[PASSAGE FOR REVIEW — start]

Perhaps the only thing related to K-12 education that Ohio's governor and lawmakers aren't talking about "fixing" is the State Teachers Retirement System (STRS) (see here). That's odd, as few things are more out-dated, cost-laden and in need of reform than public pension systems.
None of STRS's problems have changed in the two years ago since we pointed them out in our report Golden Peaks and Perilous Cliffs: Rethinking Ohio's Teacher Pension System (see here). The STRS system is still opaque, costly, encourages early retirement, hinders mobility, and backloads teacher compensation from early in a career to the very end. And according to the system's latest annual report (which covers July 2007 through June 2008) the financial health of the system is worsening (see here). As the economy has melted down STRS's unfunded liability has topped $18 billion (up $3.7 billion from the previous year). As this liability has increased, so has its amortization period, up from 26.1 years in 2007 to 41.2 years in 2008 (despite state law requiring an amortization period of no more than 30 years).
STRS says its troubles are due to "investment returns being less than expected, retirees living longer and payroll growth being less than expected." The Wall Street collapse has only made matters worse. Also, retirees are not going to start dying younger and teachers are not going to willingly retire later when the incentives favor them retiring in their mid-50s.

[PASSAGE FOR REVIEW — finish]
[DATA RECORDS — start]

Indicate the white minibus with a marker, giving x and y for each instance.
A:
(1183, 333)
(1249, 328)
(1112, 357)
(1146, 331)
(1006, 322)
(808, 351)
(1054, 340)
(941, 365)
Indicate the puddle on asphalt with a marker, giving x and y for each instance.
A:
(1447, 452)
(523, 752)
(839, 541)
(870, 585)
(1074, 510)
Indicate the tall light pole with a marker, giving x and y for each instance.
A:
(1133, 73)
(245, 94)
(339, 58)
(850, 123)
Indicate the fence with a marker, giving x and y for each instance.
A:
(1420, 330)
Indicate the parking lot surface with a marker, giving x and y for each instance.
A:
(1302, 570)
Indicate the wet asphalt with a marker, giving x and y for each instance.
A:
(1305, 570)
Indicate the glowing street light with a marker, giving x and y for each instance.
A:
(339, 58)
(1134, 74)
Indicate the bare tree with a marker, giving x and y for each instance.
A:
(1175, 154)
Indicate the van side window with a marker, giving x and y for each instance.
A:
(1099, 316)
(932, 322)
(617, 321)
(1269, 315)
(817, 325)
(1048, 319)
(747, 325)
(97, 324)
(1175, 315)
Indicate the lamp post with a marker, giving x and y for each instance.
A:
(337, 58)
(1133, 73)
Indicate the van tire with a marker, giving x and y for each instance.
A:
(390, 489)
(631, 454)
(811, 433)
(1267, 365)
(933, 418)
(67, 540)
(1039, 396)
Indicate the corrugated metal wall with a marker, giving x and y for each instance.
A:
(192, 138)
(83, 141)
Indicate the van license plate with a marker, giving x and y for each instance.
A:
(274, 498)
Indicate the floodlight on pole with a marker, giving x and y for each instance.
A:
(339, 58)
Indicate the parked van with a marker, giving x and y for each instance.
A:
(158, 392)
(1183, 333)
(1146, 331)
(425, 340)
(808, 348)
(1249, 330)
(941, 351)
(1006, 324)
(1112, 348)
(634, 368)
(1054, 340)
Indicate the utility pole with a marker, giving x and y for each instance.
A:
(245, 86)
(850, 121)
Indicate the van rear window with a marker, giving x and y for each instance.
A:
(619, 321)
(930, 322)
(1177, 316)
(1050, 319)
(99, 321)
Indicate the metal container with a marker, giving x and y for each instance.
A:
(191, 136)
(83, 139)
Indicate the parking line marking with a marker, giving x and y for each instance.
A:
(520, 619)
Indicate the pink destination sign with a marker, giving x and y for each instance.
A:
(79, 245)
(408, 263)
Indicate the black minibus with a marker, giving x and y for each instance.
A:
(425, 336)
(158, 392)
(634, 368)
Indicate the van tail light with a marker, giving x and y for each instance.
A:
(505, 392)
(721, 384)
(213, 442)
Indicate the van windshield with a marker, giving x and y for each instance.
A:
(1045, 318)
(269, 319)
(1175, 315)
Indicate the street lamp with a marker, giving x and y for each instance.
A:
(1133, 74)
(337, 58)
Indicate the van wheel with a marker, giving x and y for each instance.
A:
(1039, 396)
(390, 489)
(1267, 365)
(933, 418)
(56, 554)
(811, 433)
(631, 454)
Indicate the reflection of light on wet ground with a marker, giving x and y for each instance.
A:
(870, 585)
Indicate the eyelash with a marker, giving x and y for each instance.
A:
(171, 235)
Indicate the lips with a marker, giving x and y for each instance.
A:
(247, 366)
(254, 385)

[DATA RECORDS — finish]

* _ASSIGNED TASK_
Reproduce the passage on Ohio's teacher pension system above, between "Perhaps the only" and "public pension systems.", inclusive, swapping "lawmakers" for "legislators".

* _EXERCISE RESULT_
Perhaps the only thing related to K-12 education that Ohio's governor and legislators aren't talking about "fixing" is the State Teachers Retirement System (STRS) (see here). That's odd, as few things are more out-dated, cost-laden and in need of reform than public pension systems.